TEXT:
The dog barks to protect the turkeys.  The turkey is tended by a man or woman.  A figurine of a moccasin last, toy-sized, is also embedded in the kiva floor.  Humans have left their footprints between the dog and the turkey.  These burials simulate a world.


Poncho House is located in the Chinle Wash near Canyon de Chelly.  It’s a complex of three fairly extensive cliff-dwellings in rock shelters scooped out of the red cliffs.  The people who lived in these masonry structures were likely refugees from the Chaco Great Houses to the north and west, then, abandoned when the cliff-dwellings were built.  In the early part of the century, an archaeological team from the Field Museum excavated at Poncho House.  At the rear of the cave, the workers encountered a deep drift of turkey manure.  The ancestral Pueblo living in cliff dwellings kept their birds in the very back of the rock shelters in which they built their lodgings.  The turkey manure was dry and, when the workers waded through it, the stuff rose in choking “filthy clouds”.  Several of the men digging at the site became ill from inhaling the fog of manure-dust.  One of the men developed pneumonia.  His lungs were scarred and he never fully recovered.

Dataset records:
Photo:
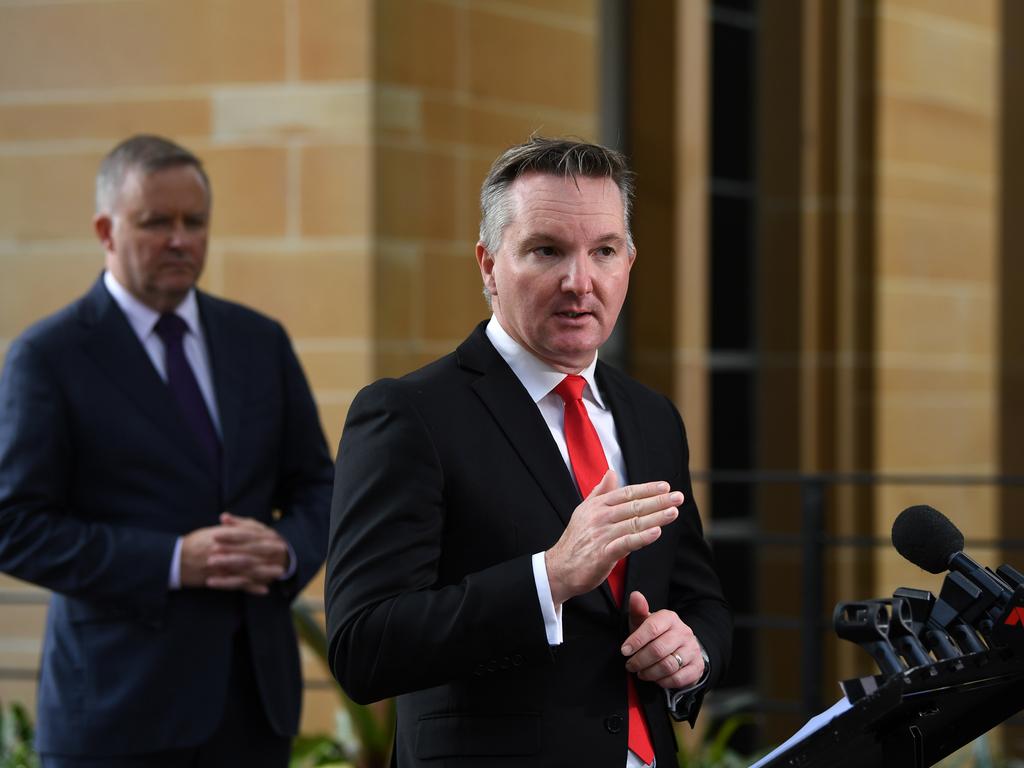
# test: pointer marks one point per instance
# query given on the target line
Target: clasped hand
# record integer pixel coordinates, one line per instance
(241, 553)
(660, 647)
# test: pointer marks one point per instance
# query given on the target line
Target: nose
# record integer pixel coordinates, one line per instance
(578, 278)
(180, 235)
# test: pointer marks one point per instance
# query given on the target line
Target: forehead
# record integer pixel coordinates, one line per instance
(177, 187)
(584, 203)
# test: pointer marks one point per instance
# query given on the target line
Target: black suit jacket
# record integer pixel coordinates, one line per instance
(98, 476)
(446, 482)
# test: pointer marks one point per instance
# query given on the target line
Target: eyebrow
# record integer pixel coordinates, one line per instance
(543, 237)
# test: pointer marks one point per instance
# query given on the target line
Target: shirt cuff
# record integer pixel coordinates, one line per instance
(174, 578)
(552, 613)
(293, 564)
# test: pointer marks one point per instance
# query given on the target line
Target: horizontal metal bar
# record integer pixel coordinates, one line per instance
(851, 478)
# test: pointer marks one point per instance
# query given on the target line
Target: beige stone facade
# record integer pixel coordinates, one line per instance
(346, 140)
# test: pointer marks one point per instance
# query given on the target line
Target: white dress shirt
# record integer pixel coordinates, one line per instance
(143, 322)
(540, 381)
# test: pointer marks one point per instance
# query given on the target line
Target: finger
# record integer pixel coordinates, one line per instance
(627, 494)
(606, 484)
(639, 507)
(639, 610)
(675, 676)
(654, 659)
(226, 582)
(635, 525)
(652, 628)
(263, 550)
(250, 540)
(619, 548)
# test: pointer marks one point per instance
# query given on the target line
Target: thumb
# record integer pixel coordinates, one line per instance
(608, 482)
(639, 610)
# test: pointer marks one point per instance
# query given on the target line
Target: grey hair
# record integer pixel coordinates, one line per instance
(563, 157)
(146, 153)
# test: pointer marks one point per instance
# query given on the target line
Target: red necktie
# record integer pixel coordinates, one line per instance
(589, 466)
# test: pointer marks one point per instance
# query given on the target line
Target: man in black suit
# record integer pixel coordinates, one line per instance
(163, 471)
(487, 563)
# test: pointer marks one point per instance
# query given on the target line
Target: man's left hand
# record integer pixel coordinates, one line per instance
(247, 555)
(660, 647)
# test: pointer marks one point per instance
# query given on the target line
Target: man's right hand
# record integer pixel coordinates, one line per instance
(239, 554)
(610, 523)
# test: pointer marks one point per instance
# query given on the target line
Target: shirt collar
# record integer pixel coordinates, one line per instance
(538, 377)
(141, 317)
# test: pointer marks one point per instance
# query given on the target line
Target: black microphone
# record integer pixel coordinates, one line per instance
(929, 540)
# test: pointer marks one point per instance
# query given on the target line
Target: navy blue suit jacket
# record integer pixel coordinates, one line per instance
(448, 480)
(98, 477)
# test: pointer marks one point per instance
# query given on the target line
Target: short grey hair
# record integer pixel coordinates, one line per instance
(146, 153)
(562, 157)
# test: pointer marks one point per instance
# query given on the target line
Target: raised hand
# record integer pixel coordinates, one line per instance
(609, 523)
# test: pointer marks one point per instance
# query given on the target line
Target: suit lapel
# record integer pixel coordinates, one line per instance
(227, 367)
(518, 418)
(116, 350)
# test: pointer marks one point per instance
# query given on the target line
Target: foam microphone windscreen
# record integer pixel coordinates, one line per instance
(927, 538)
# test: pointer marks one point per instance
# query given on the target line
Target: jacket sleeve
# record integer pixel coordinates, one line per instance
(303, 494)
(695, 593)
(392, 627)
(43, 540)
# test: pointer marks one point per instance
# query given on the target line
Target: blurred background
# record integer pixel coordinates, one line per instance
(828, 206)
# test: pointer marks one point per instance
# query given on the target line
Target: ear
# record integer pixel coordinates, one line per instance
(485, 260)
(102, 225)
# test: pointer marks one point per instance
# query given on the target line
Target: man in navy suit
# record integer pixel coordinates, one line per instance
(515, 551)
(164, 473)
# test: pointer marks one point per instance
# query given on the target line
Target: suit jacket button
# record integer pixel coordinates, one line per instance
(613, 723)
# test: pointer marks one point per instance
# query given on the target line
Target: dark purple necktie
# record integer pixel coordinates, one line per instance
(170, 328)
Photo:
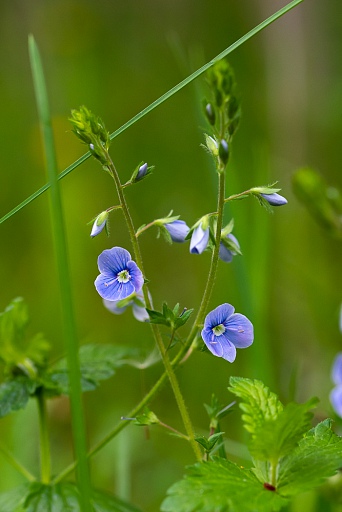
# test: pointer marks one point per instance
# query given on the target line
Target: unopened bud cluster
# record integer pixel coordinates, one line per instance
(91, 130)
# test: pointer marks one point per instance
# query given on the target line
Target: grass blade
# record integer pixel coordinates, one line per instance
(60, 246)
(160, 100)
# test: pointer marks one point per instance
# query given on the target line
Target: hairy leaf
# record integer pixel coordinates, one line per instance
(220, 486)
(318, 456)
(278, 437)
(259, 403)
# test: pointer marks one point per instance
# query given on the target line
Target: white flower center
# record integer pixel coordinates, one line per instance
(218, 329)
(124, 276)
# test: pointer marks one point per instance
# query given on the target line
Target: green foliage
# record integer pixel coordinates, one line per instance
(15, 393)
(147, 418)
(275, 430)
(323, 201)
(220, 486)
(170, 317)
(15, 349)
(259, 405)
(63, 497)
(288, 458)
(97, 363)
(318, 456)
(209, 443)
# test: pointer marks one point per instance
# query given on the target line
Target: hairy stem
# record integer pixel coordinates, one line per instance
(155, 329)
(45, 456)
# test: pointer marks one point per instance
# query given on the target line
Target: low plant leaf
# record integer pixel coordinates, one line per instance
(259, 403)
(220, 486)
(278, 437)
(318, 456)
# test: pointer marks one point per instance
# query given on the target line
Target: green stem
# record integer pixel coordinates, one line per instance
(274, 467)
(155, 329)
(45, 456)
(17, 465)
(61, 256)
(160, 100)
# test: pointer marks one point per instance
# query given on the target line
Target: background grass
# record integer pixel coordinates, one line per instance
(116, 58)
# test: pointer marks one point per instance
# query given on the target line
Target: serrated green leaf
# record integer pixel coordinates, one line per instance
(147, 418)
(15, 393)
(259, 403)
(157, 318)
(183, 318)
(63, 497)
(221, 486)
(318, 456)
(278, 437)
(97, 363)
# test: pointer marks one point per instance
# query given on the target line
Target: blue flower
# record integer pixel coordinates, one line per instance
(178, 230)
(99, 224)
(199, 239)
(226, 254)
(224, 331)
(336, 393)
(139, 312)
(274, 199)
(120, 276)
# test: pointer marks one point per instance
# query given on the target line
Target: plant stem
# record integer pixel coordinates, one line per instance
(45, 456)
(17, 465)
(155, 329)
(62, 262)
(160, 100)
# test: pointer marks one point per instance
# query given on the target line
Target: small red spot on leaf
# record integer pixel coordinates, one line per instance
(269, 487)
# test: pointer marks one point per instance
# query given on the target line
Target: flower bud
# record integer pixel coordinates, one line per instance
(210, 113)
(224, 151)
(99, 224)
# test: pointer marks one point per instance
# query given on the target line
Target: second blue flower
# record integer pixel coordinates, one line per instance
(120, 276)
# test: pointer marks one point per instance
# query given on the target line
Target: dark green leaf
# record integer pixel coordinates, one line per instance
(318, 456)
(278, 437)
(14, 394)
(156, 317)
(147, 418)
(220, 486)
(259, 403)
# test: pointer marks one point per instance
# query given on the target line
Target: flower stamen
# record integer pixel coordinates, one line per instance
(124, 276)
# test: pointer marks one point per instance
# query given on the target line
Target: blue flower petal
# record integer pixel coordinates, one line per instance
(178, 230)
(336, 372)
(112, 261)
(239, 330)
(111, 289)
(219, 315)
(274, 199)
(111, 305)
(136, 276)
(336, 400)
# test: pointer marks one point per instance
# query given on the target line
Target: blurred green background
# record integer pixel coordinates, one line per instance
(116, 58)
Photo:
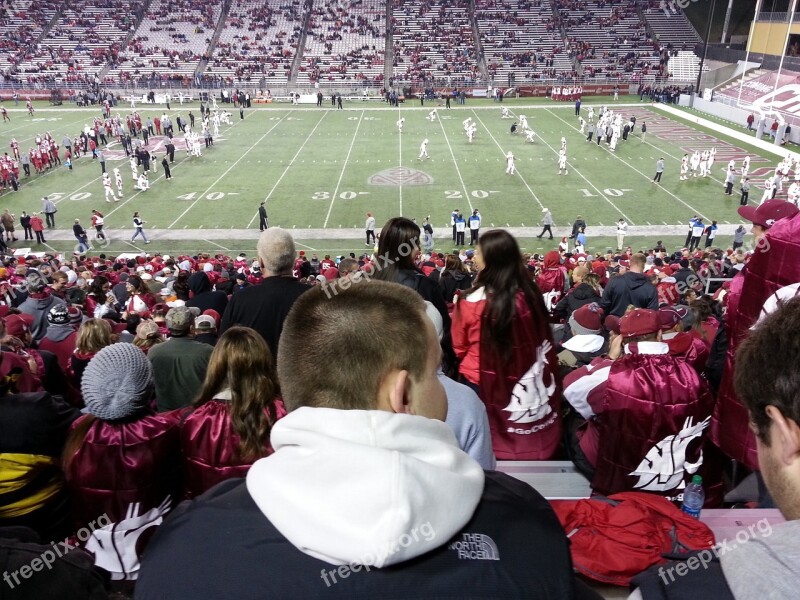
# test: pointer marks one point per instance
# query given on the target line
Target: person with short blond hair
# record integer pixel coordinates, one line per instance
(367, 493)
(264, 307)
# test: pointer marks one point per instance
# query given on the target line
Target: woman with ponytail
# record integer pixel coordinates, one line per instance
(228, 429)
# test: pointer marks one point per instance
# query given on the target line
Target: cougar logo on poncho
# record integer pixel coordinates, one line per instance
(530, 396)
(665, 464)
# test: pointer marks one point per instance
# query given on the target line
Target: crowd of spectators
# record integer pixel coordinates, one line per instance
(345, 44)
(433, 40)
(258, 41)
(171, 360)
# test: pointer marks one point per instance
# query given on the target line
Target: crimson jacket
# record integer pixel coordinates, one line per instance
(222, 546)
(774, 265)
(648, 412)
(211, 447)
(120, 464)
(521, 397)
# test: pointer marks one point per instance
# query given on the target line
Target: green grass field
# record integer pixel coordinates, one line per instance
(321, 170)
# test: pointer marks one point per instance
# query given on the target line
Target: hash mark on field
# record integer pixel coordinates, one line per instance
(221, 176)
(286, 170)
(344, 166)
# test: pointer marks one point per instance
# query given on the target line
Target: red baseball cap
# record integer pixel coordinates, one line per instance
(768, 212)
(639, 322)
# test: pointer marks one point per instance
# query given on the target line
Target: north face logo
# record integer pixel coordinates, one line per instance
(475, 546)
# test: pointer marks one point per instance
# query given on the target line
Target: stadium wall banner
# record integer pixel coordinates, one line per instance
(538, 91)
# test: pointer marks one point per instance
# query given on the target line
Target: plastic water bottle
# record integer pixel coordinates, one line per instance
(694, 497)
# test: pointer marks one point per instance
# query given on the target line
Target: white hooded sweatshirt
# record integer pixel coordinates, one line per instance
(365, 487)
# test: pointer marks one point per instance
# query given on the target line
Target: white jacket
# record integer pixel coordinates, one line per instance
(353, 486)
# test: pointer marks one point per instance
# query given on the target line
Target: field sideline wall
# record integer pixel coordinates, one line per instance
(770, 38)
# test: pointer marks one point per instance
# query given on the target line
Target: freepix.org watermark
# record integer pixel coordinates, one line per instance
(424, 531)
(671, 6)
(44, 562)
(701, 560)
(382, 261)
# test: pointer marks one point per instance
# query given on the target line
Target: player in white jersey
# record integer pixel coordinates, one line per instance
(142, 184)
(704, 163)
(769, 189)
(118, 179)
(694, 163)
(710, 161)
(510, 168)
(471, 132)
(684, 167)
(423, 149)
(562, 162)
(109, 192)
(745, 166)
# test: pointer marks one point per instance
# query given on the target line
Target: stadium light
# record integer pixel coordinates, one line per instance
(711, 6)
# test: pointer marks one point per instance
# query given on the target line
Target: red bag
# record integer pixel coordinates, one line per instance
(614, 539)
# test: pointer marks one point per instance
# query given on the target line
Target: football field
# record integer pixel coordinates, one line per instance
(319, 170)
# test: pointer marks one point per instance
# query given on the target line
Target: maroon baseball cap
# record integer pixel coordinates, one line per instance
(768, 212)
(639, 322)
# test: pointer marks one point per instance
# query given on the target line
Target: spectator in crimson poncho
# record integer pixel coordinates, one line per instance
(647, 415)
(502, 336)
(121, 460)
(775, 264)
(552, 280)
(228, 428)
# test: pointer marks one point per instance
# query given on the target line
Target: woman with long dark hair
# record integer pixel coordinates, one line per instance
(502, 336)
(454, 277)
(228, 429)
(398, 251)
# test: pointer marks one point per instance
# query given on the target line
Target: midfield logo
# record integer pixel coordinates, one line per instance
(400, 176)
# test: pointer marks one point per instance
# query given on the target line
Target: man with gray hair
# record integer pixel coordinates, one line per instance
(264, 307)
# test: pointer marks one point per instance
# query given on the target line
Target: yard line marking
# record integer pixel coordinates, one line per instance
(400, 164)
(291, 162)
(455, 163)
(697, 212)
(217, 245)
(628, 219)
(535, 197)
(344, 166)
(180, 162)
(228, 170)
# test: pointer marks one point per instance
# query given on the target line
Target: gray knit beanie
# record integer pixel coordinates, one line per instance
(117, 382)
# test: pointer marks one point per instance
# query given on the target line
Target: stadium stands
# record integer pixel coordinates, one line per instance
(521, 37)
(170, 41)
(258, 41)
(671, 25)
(22, 23)
(345, 44)
(610, 41)
(433, 40)
(221, 43)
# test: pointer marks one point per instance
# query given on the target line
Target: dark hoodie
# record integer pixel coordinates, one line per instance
(578, 296)
(628, 289)
(452, 281)
(202, 297)
(38, 305)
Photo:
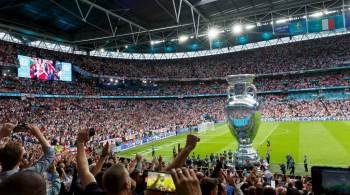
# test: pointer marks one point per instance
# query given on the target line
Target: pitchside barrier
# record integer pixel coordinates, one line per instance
(204, 126)
(160, 136)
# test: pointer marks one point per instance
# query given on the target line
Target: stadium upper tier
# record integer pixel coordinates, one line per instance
(125, 119)
(303, 55)
(328, 79)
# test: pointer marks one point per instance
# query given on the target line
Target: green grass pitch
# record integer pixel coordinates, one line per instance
(324, 142)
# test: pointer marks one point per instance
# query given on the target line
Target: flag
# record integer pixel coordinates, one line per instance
(328, 24)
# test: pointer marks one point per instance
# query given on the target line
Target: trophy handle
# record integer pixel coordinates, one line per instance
(251, 90)
(230, 91)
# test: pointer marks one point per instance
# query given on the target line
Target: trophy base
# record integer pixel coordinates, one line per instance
(246, 156)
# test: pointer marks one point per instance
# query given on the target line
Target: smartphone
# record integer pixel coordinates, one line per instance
(21, 127)
(273, 183)
(330, 180)
(92, 132)
(160, 181)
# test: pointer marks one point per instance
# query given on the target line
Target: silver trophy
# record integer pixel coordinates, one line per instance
(243, 117)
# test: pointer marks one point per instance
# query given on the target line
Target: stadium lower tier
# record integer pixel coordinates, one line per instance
(129, 119)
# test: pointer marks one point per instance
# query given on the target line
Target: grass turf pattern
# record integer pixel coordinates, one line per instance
(324, 142)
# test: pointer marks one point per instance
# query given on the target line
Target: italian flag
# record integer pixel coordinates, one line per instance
(328, 24)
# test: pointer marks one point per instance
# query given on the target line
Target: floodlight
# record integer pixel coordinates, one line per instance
(317, 14)
(249, 26)
(237, 29)
(183, 38)
(282, 20)
(213, 33)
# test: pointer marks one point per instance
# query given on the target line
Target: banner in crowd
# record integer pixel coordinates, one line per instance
(326, 23)
(297, 27)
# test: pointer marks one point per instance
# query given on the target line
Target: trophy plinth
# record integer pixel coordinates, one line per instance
(243, 117)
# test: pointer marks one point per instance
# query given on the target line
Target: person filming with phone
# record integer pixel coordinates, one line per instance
(12, 153)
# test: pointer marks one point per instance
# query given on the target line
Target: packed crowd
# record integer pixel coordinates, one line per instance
(39, 171)
(129, 119)
(11, 84)
(311, 54)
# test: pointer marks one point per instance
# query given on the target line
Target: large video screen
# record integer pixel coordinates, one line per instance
(37, 68)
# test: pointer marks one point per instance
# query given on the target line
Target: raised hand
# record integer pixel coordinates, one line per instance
(106, 150)
(191, 142)
(186, 182)
(83, 136)
(6, 130)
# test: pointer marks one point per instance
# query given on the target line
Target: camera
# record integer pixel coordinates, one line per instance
(91, 132)
(330, 180)
(21, 127)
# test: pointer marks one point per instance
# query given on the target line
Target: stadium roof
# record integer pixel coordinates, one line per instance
(91, 24)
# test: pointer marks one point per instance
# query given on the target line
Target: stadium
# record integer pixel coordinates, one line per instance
(184, 97)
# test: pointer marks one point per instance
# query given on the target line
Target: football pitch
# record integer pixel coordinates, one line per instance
(324, 142)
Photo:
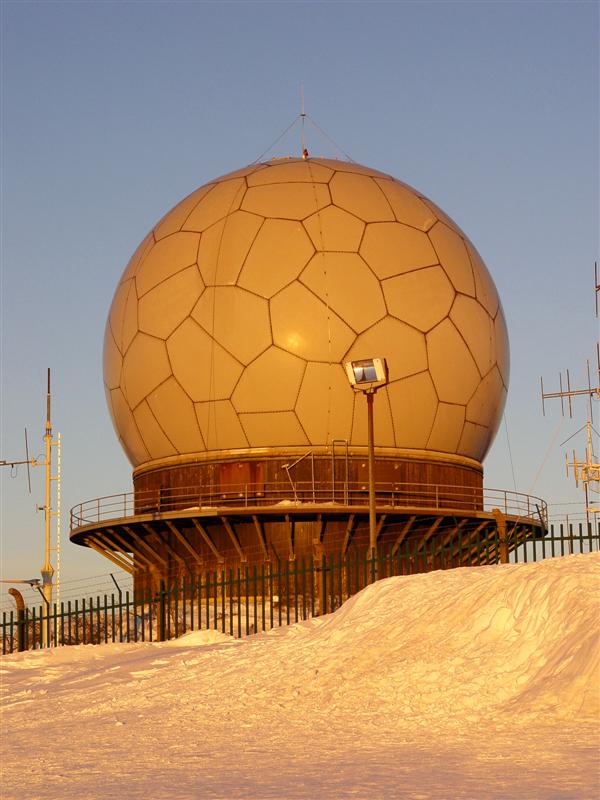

REQUEST 1: Which proper names appear in the Poncho House text?
REQUEST 2: How many lines of the rows contain the string "banner", with case counting? Give only the number.
The text and the rows are separate, unrelated material.

WORKED SOLUTION 1:
- Poncho House
- Chinle Wash
- Canyon de Chelly
- Chaco Great Houses
- Field Museum
- Pueblo

WORKED SOLUTION 2: 2